(Lines of data)
-.-.-
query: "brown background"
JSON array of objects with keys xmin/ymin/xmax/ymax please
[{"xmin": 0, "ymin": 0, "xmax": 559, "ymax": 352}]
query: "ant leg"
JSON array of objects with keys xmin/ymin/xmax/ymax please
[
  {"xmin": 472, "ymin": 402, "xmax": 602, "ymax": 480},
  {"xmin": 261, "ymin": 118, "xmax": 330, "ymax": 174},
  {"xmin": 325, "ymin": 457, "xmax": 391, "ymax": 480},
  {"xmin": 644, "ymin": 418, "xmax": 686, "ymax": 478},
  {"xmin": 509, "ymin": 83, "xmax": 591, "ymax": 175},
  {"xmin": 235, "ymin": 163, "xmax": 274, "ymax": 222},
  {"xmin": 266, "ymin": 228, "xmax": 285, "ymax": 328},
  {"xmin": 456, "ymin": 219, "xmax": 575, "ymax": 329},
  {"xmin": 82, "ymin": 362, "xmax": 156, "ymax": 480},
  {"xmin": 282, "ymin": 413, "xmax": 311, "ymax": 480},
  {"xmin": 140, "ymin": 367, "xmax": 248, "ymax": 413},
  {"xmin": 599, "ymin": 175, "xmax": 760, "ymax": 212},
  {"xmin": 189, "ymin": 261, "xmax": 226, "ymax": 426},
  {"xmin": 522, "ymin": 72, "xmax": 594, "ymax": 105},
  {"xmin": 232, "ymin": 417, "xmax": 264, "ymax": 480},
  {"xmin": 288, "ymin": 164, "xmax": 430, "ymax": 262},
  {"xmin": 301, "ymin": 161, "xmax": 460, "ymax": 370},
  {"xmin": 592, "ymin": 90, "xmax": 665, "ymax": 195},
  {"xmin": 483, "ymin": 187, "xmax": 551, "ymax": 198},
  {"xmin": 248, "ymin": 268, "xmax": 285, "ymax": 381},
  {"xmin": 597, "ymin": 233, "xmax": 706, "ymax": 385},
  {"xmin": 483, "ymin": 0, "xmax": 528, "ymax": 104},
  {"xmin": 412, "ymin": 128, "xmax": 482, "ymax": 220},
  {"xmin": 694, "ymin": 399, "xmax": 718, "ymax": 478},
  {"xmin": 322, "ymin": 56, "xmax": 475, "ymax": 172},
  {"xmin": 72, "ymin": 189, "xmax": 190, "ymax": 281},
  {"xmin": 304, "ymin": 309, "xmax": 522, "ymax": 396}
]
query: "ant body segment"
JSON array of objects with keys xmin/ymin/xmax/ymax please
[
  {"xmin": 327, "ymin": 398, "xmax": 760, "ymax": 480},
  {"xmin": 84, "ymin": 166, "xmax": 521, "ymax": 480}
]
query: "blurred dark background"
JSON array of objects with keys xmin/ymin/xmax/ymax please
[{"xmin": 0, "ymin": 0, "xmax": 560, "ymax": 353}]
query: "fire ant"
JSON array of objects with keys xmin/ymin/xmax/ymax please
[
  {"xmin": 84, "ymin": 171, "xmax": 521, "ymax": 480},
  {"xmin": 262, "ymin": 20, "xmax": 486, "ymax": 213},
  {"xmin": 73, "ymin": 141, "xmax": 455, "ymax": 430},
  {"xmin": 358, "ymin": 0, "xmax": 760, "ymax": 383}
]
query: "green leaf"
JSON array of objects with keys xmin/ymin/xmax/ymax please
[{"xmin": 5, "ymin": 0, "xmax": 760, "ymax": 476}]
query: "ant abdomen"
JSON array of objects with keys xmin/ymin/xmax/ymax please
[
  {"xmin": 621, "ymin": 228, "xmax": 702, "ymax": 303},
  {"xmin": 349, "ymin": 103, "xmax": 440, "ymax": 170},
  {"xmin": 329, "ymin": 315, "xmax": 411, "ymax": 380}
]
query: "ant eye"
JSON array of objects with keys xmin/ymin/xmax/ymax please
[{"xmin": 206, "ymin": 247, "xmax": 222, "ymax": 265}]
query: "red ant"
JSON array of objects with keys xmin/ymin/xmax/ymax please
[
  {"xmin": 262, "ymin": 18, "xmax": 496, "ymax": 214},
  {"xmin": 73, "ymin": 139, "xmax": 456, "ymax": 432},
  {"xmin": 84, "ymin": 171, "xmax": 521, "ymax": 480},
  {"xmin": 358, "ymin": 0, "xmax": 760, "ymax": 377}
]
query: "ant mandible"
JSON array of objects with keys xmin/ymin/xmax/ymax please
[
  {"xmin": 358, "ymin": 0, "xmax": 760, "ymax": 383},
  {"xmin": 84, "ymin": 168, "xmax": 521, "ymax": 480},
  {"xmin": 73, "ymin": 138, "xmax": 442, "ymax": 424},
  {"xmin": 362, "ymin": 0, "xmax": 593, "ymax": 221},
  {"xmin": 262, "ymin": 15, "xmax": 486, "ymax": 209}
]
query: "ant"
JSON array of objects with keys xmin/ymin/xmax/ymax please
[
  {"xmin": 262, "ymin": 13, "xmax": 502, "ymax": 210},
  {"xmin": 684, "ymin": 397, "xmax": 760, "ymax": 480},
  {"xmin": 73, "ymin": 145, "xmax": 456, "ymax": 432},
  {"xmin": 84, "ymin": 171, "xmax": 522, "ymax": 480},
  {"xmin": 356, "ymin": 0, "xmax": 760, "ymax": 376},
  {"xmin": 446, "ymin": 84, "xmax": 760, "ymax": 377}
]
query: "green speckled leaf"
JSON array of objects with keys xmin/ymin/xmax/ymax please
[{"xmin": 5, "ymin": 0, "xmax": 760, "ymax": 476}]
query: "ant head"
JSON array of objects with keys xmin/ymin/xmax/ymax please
-.-.-
AIM.
Write the data from above out again, exactly.

RESULT.
query: "brown background"
JSON array of objects with keys xmin/ymin/xmax/ymax please
[{"xmin": 0, "ymin": 0, "xmax": 559, "ymax": 352}]
query: "ant leg"
JSON array of objects with keys xmin/ymin/xmax/ymax please
[
  {"xmin": 472, "ymin": 402, "xmax": 602, "ymax": 480},
  {"xmin": 261, "ymin": 118, "xmax": 330, "ymax": 174},
  {"xmin": 325, "ymin": 457, "xmax": 391, "ymax": 480},
  {"xmin": 644, "ymin": 418, "xmax": 686, "ymax": 478},
  {"xmin": 509, "ymin": 83, "xmax": 591, "ymax": 175},
  {"xmin": 235, "ymin": 163, "xmax": 274, "ymax": 222},
  {"xmin": 266, "ymin": 228, "xmax": 285, "ymax": 328},
  {"xmin": 456, "ymin": 219, "xmax": 575, "ymax": 329},
  {"xmin": 82, "ymin": 362, "xmax": 156, "ymax": 480},
  {"xmin": 282, "ymin": 413, "xmax": 311, "ymax": 480},
  {"xmin": 140, "ymin": 367, "xmax": 248, "ymax": 413},
  {"xmin": 599, "ymin": 175, "xmax": 760, "ymax": 212},
  {"xmin": 189, "ymin": 261, "xmax": 226, "ymax": 426},
  {"xmin": 522, "ymin": 72, "xmax": 594, "ymax": 105},
  {"xmin": 232, "ymin": 417, "xmax": 264, "ymax": 480},
  {"xmin": 288, "ymin": 164, "xmax": 430, "ymax": 262},
  {"xmin": 301, "ymin": 161, "xmax": 460, "ymax": 370},
  {"xmin": 592, "ymin": 90, "xmax": 665, "ymax": 195},
  {"xmin": 483, "ymin": 187, "xmax": 551, "ymax": 198},
  {"xmin": 248, "ymin": 268, "xmax": 285, "ymax": 381},
  {"xmin": 597, "ymin": 233, "xmax": 706, "ymax": 385},
  {"xmin": 483, "ymin": 0, "xmax": 528, "ymax": 104},
  {"xmin": 412, "ymin": 128, "xmax": 482, "ymax": 220},
  {"xmin": 694, "ymin": 399, "xmax": 718, "ymax": 478},
  {"xmin": 322, "ymin": 56, "xmax": 475, "ymax": 172},
  {"xmin": 72, "ymin": 189, "xmax": 190, "ymax": 281},
  {"xmin": 304, "ymin": 309, "xmax": 522, "ymax": 396}
]
query: "ant body segment"
JSON array of objects with keys xmin/ymin/xmax/ymax please
[
  {"xmin": 327, "ymin": 398, "xmax": 760, "ymax": 480},
  {"xmin": 84, "ymin": 166, "xmax": 521, "ymax": 480}
]
query: "blurred dark background"
JSON array of objects with keys xmin/ymin/xmax/ymax please
[{"xmin": 0, "ymin": 0, "xmax": 560, "ymax": 353}]
query: "fire ant"
JSON array of objects with keys xmin/ymin/xmax/ymax please
[
  {"xmin": 84, "ymin": 171, "xmax": 521, "ymax": 480},
  {"xmin": 262, "ymin": 20, "xmax": 486, "ymax": 213},
  {"xmin": 73, "ymin": 141, "xmax": 455, "ymax": 430},
  {"xmin": 358, "ymin": 0, "xmax": 760, "ymax": 383}
]
query: "green leaf"
JSON array of objects with keys xmin/ymin/xmax/ymax please
[{"xmin": 5, "ymin": 0, "xmax": 760, "ymax": 476}]
query: "ant abdomen"
JSON array of objects with keys xmin/ymin/xmax/ymax please
[
  {"xmin": 621, "ymin": 228, "xmax": 702, "ymax": 303},
  {"xmin": 349, "ymin": 103, "xmax": 440, "ymax": 170},
  {"xmin": 329, "ymin": 315, "xmax": 411, "ymax": 380}
]
query: "ant eye"
JSON array of objects with keys xmin/ymin/xmax/ymax please
[{"xmin": 206, "ymin": 247, "xmax": 222, "ymax": 265}]
query: "red ant"
JSON array of objects with keys xmin/ymin/xmax/ymax please
[
  {"xmin": 262, "ymin": 18, "xmax": 496, "ymax": 214},
  {"xmin": 73, "ymin": 139, "xmax": 456, "ymax": 432},
  {"xmin": 84, "ymin": 171, "xmax": 521, "ymax": 480},
  {"xmin": 358, "ymin": 0, "xmax": 760, "ymax": 377}
]
query: "ant mandible"
JSON array of objects with keys xmin/ymin/xmax/ymax please
[
  {"xmin": 358, "ymin": 0, "xmax": 760, "ymax": 383},
  {"xmin": 84, "ymin": 168, "xmax": 521, "ymax": 480},
  {"xmin": 73, "ymin": 138, "xmax": 442, "ymax": 424},
  {"xmin": 362, "ymin": 0, "xmax": 593, "ymax": 221},
  {"xmin": 262, "ymin": 15, "xmax": 486, "ymax": 209}
]
query: "ant"
JSON array of objects with keys xmin/ymin/xmax/ymax please
[
  {"xmin": 262, "ymin": 13, "xmax": 502, "ymax": 210},
  {"xmin": 684, "ymin": 397, "xmax": 760, "ymax": 480},
  {"xmin": 73, "ymin": 145, "xmax": 456, "ymax": 432},
  {"xmin": 84, "ymin": 171, "xmax": 522, "ymax": 480},
  {"xmin": 356, "ymin": 0, "xmax": 760, "ymax": 376},
  {"xmin": 446, "ymin": 84, "xmax": 760, "ymax": 377}
]
query: "green speckled leaf"
JSON array of objects with keys xmin/ymin/xmax/ymax please
[{"xmin": 5, "ymin": 0, "xmax": 760, "ymax": 476}]
query: "ant head"
JSON array of objects with keys xmin/ymin/xmax/ymax please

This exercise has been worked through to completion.